[TEXTE FOURNI]
——————————

A Jérusalem-Est, le mal-être quotidien des Palestiniens

La municipalité ne consacre que 10 % de son budget aux Arabes, alors que ceux-ci représentent près de la moitié de la population.
Au check-point de Shuafat, le 22 octobre. (Photos Kobi Wolf)
par Nissim Behar, Envoyé spécial à Jérusalem
publié le 27 octobre 2015 à 19h46

Lorsqu’il a, en 1997, autorisé trois familles juives à s’installer à Ras al-Amud, l’un des villages palestiniens annexés dans le «Grand Jérusalem» après la guerre des Six Jours (juin 1967), Benyamin Nétanyahou, qui venait d’entamer son premier mandat de Premier ministre de l’Etat hébreu, avait promis que l’affaire en resterait là. Que ces jeunes couples religieux, entourés de leur marmaille, créeraient une «yeshiva» (école talmudique) dévolue à l’étude de la Torah.

Dix-huit ans plus tard, la colonie de Maalei Hazeitim compte une centaine de familles nombreuses, résidant dans des immeubles modernes et gardés vingt-quatre heures sur vingt-quatre par des vigiles privés hyper entraînés - des anciens des unités spéciales de Tsahal - grassement payés par le ministère israélien de la Défense.

«Malaise social»

«Il existe une quarantaine d'implantations semblables dans les quartiers arabes de Jérusalem. Regardez la différence entre leurs infrastructures et celles, décaties, dont bénéficient les Palestiniens des alentours», soupire Ibrahim Ziam, un ancien journaliste de Kol Israël (la radio publique israélienne) résidant à Tzour Baher, un autre quartier arabe de la ville. Qui demande : «Croyez-vous que c'est un hasard si la plupart des attaques à l'arme blanche de ces derniers jours ont été lancées par des habitants de la partie orientale de Jérusalem ? Evidemment non ! Bien sûr, le problème du statu quo entre musulmans et juifs sur l'Esplanade des mosquées joue un rôle important dans le développement de ce cycle de violence. Mais le malaise social et le mal-être quotidien n'y sont pas étrangers non plus.» Et de poursuivre : «Alors que les Palestiniens de Jérusalem représentent 40 % de la population de la ville, la municipalité ne leur consacre que 10 à 11 % de son budget. C'est simple : comme ses prédécesseurs Ehud Olmert et Uri Lupolianski, l'actuel maire de Jérusalem, Nir Barkat, n'est jamais venu chez nous. Il se démène beaucoup pour animer la ville avec des festivals mais tout se passe à l'ouest. Nous, on n'existe pas.»

Aujourd'hui retraité, l'ex-journaliste fulmine : «On ne croise pas de fanatiques du jihad à Tzour Baher, mais des médecins employés par l'hôpital Hadassah, des directeurs d'agence bancaire, des ingénieurs et de nombreuses familles établies. Pourtant, depuis sa victoire de 1967, Israël n'y a jamais refait les égouts. Lorsque c'est bouché, on doit se débrouiller tout seuls, parce que la mairie répond qu'il n'y a pas de budget.»

——————————

[LIGNES EXTRAITES]

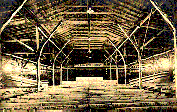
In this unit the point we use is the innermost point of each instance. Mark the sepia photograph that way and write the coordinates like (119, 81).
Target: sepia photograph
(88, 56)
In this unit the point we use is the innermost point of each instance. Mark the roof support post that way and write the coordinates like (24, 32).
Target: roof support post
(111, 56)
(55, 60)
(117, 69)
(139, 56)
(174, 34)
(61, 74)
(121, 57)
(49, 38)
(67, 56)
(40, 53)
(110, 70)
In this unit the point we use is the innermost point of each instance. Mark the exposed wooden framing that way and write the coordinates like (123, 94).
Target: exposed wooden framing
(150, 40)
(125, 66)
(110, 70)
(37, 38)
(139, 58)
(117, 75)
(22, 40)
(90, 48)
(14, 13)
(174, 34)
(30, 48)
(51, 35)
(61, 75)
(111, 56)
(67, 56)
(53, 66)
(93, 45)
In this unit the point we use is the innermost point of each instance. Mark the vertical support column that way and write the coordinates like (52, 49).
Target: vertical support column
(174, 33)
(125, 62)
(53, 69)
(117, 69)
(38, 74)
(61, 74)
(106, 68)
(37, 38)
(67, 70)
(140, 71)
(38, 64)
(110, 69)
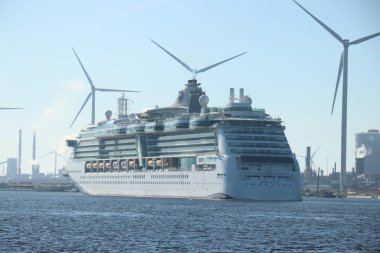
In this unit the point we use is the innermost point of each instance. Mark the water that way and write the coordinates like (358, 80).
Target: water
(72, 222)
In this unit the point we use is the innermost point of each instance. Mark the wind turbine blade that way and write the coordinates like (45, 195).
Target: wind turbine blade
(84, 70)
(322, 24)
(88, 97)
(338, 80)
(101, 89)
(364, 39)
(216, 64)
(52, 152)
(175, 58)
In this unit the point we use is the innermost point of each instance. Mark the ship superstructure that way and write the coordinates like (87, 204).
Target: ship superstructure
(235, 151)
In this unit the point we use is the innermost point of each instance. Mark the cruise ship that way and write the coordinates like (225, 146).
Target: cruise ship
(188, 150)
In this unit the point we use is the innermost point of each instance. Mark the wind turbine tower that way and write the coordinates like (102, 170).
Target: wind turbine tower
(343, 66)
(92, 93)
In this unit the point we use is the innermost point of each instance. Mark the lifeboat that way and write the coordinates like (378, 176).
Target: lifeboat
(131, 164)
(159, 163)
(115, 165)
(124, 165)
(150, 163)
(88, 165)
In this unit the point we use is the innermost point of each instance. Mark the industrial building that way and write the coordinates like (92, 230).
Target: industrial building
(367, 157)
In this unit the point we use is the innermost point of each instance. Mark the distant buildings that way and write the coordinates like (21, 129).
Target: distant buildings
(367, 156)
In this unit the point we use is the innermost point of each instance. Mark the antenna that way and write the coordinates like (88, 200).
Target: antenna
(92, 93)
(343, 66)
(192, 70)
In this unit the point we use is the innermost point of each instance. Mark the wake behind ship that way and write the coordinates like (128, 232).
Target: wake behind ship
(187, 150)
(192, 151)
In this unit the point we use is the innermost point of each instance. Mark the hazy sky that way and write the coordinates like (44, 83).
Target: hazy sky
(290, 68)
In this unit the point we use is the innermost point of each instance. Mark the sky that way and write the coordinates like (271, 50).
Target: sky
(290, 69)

——————————

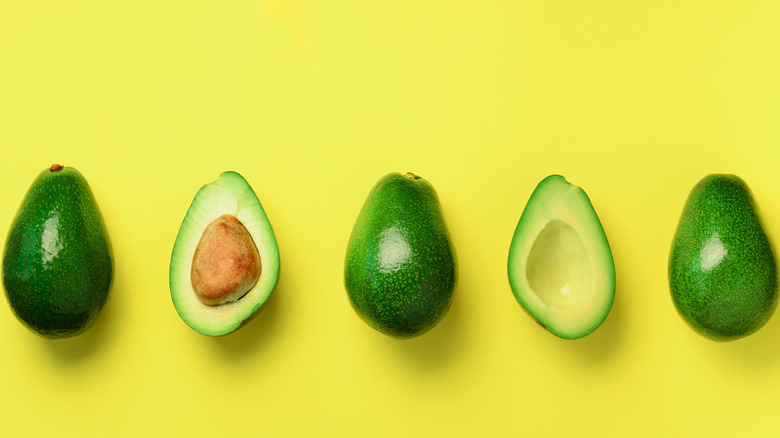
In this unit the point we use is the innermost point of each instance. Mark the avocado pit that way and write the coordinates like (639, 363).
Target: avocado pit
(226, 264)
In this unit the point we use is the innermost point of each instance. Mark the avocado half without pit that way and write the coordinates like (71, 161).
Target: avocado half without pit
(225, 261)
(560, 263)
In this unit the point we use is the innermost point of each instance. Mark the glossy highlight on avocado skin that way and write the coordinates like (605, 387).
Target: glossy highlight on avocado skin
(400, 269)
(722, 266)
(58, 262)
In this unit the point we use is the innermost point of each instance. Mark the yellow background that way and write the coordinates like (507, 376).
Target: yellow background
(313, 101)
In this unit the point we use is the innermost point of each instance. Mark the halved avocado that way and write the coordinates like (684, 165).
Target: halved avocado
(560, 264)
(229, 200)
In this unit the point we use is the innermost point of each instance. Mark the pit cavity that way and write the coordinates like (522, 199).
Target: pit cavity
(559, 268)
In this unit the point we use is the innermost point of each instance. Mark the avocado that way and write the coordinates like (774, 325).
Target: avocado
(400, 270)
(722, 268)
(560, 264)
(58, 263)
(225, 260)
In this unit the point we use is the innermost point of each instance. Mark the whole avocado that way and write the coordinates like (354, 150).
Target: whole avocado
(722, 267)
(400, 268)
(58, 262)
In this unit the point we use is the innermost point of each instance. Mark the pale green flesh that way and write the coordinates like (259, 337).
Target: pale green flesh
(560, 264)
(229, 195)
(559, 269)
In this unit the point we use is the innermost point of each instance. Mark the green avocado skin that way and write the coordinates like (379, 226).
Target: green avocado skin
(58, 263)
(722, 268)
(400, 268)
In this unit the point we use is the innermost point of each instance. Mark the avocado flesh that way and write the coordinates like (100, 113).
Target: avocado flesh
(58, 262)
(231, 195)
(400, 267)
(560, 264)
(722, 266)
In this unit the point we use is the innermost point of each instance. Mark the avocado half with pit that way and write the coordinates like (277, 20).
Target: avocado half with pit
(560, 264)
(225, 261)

——————————

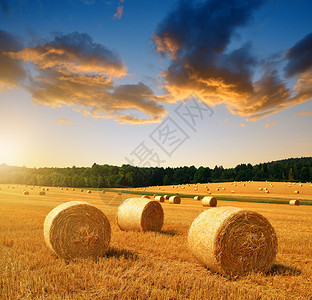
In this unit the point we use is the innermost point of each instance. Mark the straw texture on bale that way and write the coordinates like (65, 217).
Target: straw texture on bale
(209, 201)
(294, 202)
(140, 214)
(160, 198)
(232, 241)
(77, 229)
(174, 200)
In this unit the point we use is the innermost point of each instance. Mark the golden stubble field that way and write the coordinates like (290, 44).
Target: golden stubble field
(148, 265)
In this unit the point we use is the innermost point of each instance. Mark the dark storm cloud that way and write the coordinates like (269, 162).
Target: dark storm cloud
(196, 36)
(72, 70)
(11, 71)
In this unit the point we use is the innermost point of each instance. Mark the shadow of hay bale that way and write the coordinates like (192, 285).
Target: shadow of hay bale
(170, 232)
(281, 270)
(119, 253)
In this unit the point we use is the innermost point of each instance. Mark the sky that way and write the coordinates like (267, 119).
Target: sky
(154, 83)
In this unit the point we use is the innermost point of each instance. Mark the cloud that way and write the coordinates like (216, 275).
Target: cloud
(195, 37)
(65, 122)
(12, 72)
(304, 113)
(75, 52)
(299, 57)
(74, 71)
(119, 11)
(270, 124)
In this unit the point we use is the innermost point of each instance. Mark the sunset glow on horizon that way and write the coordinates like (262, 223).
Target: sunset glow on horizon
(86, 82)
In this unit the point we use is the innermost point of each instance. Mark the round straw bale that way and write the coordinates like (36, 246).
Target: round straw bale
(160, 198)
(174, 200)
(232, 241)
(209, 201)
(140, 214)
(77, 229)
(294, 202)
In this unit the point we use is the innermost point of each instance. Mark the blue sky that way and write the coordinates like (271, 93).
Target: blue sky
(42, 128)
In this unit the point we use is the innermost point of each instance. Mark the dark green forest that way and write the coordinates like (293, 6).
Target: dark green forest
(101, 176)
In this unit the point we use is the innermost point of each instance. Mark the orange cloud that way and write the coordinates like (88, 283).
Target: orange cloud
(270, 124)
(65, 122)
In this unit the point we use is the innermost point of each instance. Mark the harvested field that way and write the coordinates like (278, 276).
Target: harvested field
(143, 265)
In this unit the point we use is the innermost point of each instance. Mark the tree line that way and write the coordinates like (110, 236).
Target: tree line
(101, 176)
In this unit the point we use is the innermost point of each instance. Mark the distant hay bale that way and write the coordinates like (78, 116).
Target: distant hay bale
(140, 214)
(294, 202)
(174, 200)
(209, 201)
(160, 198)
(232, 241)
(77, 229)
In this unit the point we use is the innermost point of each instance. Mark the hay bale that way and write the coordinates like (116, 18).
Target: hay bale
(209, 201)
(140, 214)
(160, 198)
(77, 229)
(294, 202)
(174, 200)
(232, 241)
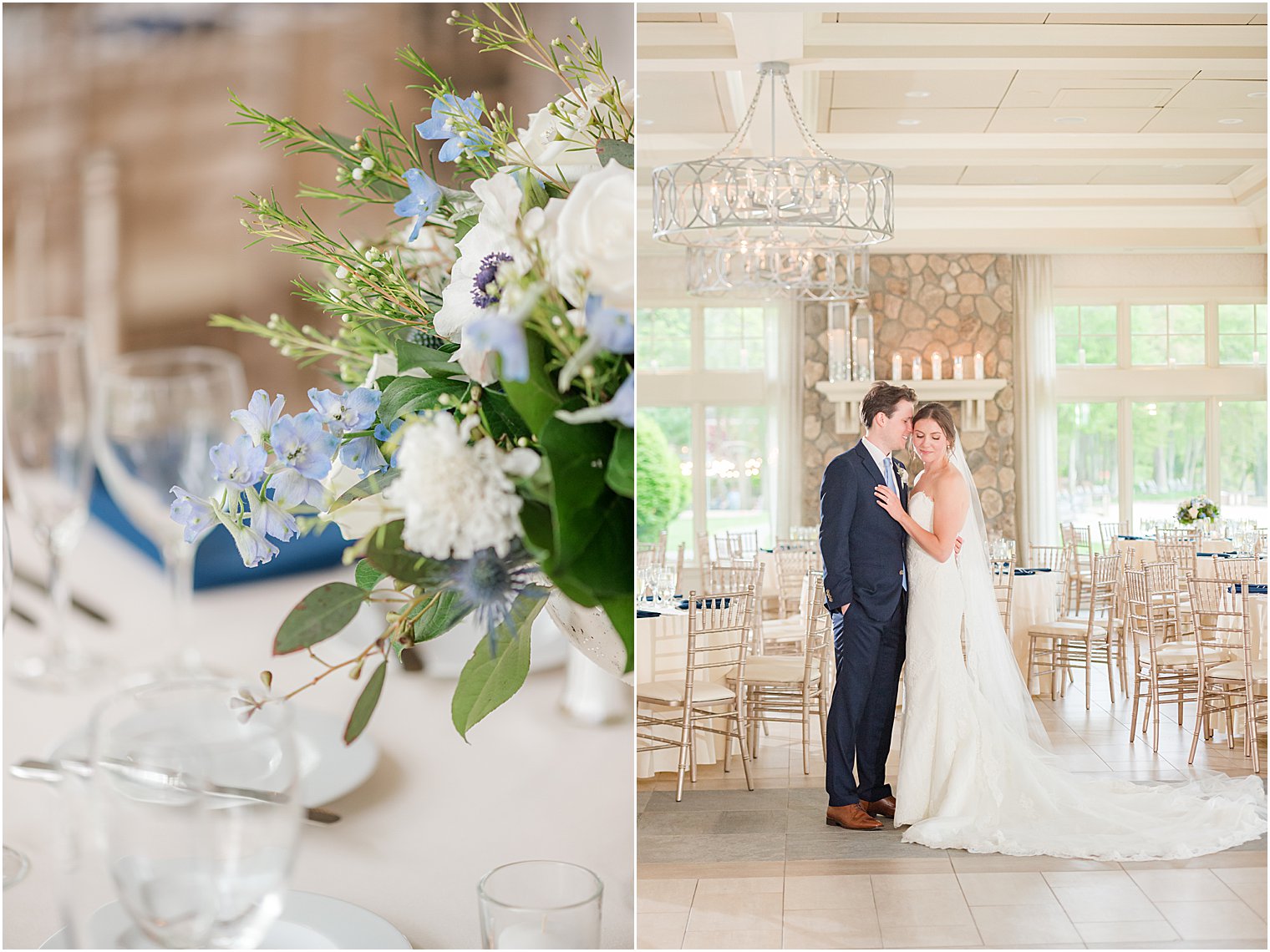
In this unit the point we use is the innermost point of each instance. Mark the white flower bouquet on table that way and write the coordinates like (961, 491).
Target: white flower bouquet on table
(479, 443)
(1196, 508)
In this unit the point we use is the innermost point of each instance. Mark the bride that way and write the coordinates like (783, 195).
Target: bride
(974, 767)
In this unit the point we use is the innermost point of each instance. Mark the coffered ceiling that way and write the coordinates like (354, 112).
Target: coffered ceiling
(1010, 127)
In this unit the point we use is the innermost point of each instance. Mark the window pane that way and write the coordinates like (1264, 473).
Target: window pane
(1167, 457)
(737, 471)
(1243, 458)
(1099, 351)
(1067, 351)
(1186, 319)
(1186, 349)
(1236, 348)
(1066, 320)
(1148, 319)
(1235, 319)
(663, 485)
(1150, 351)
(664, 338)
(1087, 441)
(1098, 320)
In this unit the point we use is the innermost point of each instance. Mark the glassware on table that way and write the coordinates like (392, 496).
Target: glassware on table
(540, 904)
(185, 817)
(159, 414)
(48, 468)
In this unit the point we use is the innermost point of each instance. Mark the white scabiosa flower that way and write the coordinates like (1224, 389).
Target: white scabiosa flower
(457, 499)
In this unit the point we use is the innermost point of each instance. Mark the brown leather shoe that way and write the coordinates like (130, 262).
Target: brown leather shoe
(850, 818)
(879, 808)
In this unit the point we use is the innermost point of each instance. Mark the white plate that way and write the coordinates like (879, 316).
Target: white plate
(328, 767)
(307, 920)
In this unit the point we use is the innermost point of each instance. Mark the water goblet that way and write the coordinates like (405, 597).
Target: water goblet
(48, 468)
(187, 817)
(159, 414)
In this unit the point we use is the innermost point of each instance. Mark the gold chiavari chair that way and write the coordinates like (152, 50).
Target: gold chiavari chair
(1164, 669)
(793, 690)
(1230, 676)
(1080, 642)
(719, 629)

——————————

[TÂCHE DEMANDÉE 1] Donnez tous les maires de Jérusalem cités dans l'article sur Jérusalem-Est.
[TÂCHE DEMANDÉE 2] Dans l'article sur Jérusalem-Est, recopiez tout ce qui va de «La municipalité ne consacre» jusqu'à «de la Torah.», en remplaçant «Ras al-Amud» par «Silwan».
[TÂCHE DEMANDÉE 3] Reprenez l'article sur la vie des Palestiniens de Jérusalem-Est là où il s'arrête et écrivez la suite.
Ces lignes n'ont aucun lien avec le texte.

[RÉPONSE 1] Ehud Olmert, Uri Lupolianski, Nir Barkat

[RÉPONSE 2]
La municipalité ne consacre que 10 % de son budget aux Arabes, alors que ceux-ci représentent près de la moitié de la population.
Au check-point de Shuafat, le 22 octobre. (Photos Kobi Wolf)
par Nissim Behar, Envoyé spécial à Jérusalem
publié le 27 octobre 2015 à 19h46

Lorsqu’il a, en 1997, autorisé trois familles juives à s’installer à Silwan, l’un des villages palestiniens annexés dans le «Grand Jérusalem» après la guerre des Six Jours (juin 1967), Benyamin Nétanyahou, qui venait d’entamer son premier mandat de Premier ministre de l’Etat hébreu, avait promis que l’affaire en resterait là. Que ces jeunes couples religieux, entourés de leur marmaille, créeraient une «yeshiva» (école talmudique) dévolue à l’étude de la Torah.

[RÉPONSE 3]
Les 300 000 Palestiniens de Jérusalem ont un statut spécial. La plupart disposent de la nationalité jordanienne et seuls quelques milliers ont demandé celle de l’Etat hébreu depuis 1967. En 2013, à peine 113 demandes ont été enregistrées. Ce chiffre était en hausse au cours de ces derniers mois (800 demandes environ en 2014), mais ce n’est pas la ruée. Et si les «nouveaux Israéliens» bénéficient en principe de tous les droits accordés aux ressortissants de l’Etat hébreu, les Jordaniens ne disposent que d’une carte de résident, révocable à tout moment, qui leur donne droit aux prestations sociales minimales.

A Jérusalem-Est, les Palestiniens sont le plus souvent livrés à eux-mêmes. Iici, au check-point de Shuafat, le 22 octobre. (Photos Kobi Wolf)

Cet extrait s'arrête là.